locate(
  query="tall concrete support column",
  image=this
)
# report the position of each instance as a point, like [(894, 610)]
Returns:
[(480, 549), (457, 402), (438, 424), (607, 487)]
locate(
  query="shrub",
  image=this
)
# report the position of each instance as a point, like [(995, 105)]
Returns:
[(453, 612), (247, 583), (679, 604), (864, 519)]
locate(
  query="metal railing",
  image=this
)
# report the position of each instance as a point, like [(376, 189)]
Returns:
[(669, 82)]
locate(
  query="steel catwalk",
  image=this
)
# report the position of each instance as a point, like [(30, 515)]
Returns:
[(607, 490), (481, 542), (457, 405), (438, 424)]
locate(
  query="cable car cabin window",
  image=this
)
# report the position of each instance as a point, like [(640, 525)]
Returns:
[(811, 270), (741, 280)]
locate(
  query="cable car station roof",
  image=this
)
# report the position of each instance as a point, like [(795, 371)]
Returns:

...

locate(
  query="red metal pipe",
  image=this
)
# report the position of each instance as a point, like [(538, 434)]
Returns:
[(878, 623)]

Instructions for the task :: Which lines of the entries above contain the word "cable"? Copy each of those lines.

Output of the exercise ::
  query="cable car cabin window",
  query="cable car station roof",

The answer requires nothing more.